> **The task**
Your task is to count the lines of the records that contain "small". Answer with the number and nothing else.

> **Data shown**
----

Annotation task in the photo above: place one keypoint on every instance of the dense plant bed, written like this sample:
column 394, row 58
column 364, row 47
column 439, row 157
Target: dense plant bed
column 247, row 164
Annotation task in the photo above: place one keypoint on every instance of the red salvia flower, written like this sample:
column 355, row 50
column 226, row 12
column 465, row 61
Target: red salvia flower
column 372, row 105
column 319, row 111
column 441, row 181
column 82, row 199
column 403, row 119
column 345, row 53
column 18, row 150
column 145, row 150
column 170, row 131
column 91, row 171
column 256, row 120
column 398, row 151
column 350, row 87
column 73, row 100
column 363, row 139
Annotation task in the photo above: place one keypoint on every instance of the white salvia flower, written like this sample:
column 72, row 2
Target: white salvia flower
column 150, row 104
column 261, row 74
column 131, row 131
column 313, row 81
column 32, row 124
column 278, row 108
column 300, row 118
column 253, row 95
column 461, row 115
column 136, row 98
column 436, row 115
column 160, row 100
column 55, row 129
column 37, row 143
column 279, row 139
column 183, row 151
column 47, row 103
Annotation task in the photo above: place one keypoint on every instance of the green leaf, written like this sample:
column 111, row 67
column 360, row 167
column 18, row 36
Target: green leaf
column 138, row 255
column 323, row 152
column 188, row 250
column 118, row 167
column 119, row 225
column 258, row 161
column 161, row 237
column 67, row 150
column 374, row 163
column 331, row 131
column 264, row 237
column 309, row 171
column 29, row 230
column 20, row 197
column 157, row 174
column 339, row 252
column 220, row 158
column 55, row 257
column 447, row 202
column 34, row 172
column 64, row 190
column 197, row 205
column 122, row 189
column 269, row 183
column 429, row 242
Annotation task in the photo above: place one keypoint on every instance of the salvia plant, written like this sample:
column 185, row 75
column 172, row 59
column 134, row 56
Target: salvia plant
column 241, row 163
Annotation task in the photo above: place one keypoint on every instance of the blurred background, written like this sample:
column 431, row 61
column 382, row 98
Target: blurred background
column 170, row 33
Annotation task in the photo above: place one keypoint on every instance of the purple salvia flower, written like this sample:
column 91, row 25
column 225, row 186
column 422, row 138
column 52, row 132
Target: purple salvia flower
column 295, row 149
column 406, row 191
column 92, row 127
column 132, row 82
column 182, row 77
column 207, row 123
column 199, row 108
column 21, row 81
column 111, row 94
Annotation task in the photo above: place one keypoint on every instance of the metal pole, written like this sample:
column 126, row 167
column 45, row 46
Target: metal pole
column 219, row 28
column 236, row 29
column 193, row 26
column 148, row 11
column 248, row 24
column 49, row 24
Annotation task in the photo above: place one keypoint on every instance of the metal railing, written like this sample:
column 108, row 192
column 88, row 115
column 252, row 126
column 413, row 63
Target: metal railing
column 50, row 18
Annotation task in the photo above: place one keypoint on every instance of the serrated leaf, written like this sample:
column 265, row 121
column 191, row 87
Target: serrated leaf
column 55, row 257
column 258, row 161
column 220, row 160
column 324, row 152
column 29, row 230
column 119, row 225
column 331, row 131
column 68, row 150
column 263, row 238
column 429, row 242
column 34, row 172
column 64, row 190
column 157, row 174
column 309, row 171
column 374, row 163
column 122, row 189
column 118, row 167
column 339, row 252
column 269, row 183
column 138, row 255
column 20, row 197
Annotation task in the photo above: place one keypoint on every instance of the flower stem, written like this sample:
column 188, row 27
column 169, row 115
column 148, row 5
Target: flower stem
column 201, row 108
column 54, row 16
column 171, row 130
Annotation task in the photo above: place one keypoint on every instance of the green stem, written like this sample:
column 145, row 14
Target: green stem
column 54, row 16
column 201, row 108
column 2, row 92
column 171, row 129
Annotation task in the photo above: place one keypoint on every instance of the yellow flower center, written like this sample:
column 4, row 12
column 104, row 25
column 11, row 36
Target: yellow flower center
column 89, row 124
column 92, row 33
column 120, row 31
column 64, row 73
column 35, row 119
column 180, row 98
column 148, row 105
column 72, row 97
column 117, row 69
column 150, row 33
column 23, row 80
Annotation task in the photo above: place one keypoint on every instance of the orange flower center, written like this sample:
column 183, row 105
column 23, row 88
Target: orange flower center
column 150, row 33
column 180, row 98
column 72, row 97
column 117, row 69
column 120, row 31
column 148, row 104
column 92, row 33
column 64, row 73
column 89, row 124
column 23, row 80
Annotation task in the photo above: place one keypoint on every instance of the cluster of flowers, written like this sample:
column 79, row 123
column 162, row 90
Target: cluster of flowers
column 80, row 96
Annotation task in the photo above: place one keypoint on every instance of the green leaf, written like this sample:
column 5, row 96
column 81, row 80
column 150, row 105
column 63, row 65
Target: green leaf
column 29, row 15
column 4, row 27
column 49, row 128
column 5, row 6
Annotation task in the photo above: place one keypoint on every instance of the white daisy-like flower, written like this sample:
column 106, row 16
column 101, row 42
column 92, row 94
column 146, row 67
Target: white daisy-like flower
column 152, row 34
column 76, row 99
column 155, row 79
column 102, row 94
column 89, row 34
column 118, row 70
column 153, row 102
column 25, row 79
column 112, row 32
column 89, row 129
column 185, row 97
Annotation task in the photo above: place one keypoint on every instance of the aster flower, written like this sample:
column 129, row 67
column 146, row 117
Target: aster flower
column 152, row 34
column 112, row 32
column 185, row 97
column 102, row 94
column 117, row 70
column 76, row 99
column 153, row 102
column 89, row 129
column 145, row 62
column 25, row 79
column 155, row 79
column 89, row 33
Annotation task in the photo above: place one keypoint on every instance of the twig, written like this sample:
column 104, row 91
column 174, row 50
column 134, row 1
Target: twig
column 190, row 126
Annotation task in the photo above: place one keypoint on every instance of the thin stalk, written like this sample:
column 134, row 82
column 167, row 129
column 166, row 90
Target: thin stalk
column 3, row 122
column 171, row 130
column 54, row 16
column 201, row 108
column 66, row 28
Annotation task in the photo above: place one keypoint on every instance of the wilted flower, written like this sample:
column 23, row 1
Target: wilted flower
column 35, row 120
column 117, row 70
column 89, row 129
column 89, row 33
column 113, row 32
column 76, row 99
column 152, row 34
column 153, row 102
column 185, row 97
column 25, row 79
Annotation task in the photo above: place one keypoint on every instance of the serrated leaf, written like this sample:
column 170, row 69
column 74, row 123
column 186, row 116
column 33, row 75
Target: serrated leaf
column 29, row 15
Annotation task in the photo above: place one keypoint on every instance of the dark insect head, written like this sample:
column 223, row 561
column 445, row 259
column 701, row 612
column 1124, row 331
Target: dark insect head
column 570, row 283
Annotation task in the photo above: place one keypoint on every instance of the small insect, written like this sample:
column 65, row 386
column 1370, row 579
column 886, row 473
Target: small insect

----

> **Exercise response**
2